Data entries:
============================================================

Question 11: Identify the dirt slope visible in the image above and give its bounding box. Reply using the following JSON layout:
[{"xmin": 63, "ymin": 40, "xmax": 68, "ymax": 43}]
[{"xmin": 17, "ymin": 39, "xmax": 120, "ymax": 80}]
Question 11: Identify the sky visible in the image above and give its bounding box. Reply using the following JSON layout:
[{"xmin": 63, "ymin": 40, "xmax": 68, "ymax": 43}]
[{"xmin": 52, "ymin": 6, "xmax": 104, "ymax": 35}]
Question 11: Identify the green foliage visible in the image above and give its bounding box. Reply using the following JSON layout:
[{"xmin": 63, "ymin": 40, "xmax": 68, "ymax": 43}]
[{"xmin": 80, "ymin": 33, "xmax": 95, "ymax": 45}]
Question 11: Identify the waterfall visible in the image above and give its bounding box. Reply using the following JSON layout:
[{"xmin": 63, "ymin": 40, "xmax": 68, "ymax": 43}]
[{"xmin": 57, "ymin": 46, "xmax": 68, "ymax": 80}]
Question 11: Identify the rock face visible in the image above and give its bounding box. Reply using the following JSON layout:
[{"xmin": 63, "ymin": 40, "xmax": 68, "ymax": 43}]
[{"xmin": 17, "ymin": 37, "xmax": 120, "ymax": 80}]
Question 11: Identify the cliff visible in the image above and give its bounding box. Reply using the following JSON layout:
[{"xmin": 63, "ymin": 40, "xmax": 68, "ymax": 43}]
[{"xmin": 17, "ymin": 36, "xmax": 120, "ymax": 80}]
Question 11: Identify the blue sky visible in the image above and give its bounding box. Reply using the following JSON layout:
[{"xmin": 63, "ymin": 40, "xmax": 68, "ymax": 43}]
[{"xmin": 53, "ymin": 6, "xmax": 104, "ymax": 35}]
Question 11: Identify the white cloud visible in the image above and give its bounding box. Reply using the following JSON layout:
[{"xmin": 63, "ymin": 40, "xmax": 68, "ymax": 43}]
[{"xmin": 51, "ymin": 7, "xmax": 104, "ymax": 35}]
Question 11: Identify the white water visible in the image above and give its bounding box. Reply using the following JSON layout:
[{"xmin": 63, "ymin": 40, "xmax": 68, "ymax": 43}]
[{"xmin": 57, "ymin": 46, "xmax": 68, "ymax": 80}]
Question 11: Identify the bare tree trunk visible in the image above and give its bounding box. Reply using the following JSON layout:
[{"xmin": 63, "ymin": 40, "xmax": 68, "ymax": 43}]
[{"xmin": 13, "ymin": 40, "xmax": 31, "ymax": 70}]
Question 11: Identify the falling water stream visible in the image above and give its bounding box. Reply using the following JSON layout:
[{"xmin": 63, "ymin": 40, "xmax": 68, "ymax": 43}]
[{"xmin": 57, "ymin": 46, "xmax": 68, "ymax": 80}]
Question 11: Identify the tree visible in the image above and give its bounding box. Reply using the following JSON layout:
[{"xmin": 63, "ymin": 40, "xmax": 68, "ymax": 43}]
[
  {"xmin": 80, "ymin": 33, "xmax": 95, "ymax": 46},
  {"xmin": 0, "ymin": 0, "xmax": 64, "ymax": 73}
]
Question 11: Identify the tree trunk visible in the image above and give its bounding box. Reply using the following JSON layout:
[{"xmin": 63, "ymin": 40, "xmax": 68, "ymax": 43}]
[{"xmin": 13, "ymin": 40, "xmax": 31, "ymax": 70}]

============================================================

Copy all of the records above verbatim, line for line.

Solved problem:
Question 11: Identify the dirt slope visible in the image above and give its bounding box. Reply using the following JSON layout:
[{"xmin": 63, "ymin": 40, "xmax": 68, "ymax": 43}]
[{"xmin": 17, "ymin": 39, "xmax": 120, "ymax": 80}]
Question 11: Identify the sky visible in the image above and give its bounding box. Reply using the following JSON layout:
[{"xmin": 63, "ymin": 40, "xmax": 68, "ymax": 43}]
[{"xmin": 52, "ymin": 6, "xmax": 104, "ymax": 35}]
Question 11: Identify the green foliage visible in the image above and give its bounding box. Reply using the following JSON layout:
[{"xmin": 63, "ymin": 40, "xmax": 68, "ymax": 43}]
[{"xmin": 80, "ymin": 33, "xmax": 95, "ymax": 45}]
Question 11: Identify the waterfall visible in the image above and give its bounding box. Reply using the following JSON layout:
[{"xmin": 63, "ymin": 40, "xmax": 68, "ymax": 43}]
[{"xmin": 57, "ymin": 46, "xmax": 68, "ymax": 80}]
Question 11: Identify the rock face visible in the image above and give its bounding box. Reply using the following JSON layout:
[{"xmin": 63, "ymin": 40, "xmax": 68, "ymax": 43}]
[{"xmin": 17, "ymin": 37, "xmax": 120, "ymax": 80}]
Question 11: Identify the cliff visible in the image above and give its bounding box. Reply using the following JSON layout:
[{"xmin": 63, "ymin": 40, "xmax": 68, "ymax": 43}]
[{"xmin": 17, "ymin": 36, "xmax": 120, "ymax": 80}]
Question 11: Identify the blue sky visible in the image above and give its bounding box. Reply using the following JSON layout:
[{"xmin": 63, "ymin": 40, "xmax": 68, "ymax": 43}]
[{"xmin": 53, "ymin": 6, "xmax": 104, "ymax": 35}]
Question 11: Identify the white cloud visible in the image above and give its bounding box. Reply using the following JSON layout:
[{"xmin": 63, "ymin": 40, "xmax": 68, "ymax": 43}]
[{"xmin": 51, "ymin": 7, "xmax": 104, "ymax": 35}]
Question 11: Identify the white water visible in the image above and give its bounding box. Reply using the following JSON layout:
[{"xmin": 63, "ymin": 40, "xmax": 68, "ymax": 43}]
[{"xmin": 57, "ymin": 46, "xmax": 68, "ymax": 80}]
Question 11: Identify the bare tree trunk visible in the image above and give its bounding box. Reply using the following JSON layout:
[{"xmin": 63, "ymin": 40, "xmax": 68, "ymax": 43}]
[{"xmin": 13, "ymin": 40, "xmax": 31, "ymax": 70}]
Question 11: Identify the falling water stream visible in the image above and give its bounding box. Reply using the following JSON layout:
[{"xmin": 63, "ymin": 40, "xmax": 68, "ymax": 43}]
[{"xmin": 57, "ymin": 46, "xmax": 68, "ymax": 80}]
Question 11: Identify the tree visible in the image above and give its bounding box. Reply using the following JSON layout:
[{"xmin": 63, "ymin": 40, "xmax": 68, "ymax": 43}]
[
  {"xmin": 80, "ymin": 33, "xmax": 95, "ymax": 46},
  {"xmin": 0, "ymin": 0, "xmax": 64, "ymax": 73}
]
Question 11: Identify the tree trunk visible in the image above and give its bounding box. Reply using the following JSON layout:
[{"xmin": 63, "ymin": 40, "xmax": 68, "ymax": 43}]
[{"xmin": 13, "ymin": 40, "xmax": 31, "ymax": 70}]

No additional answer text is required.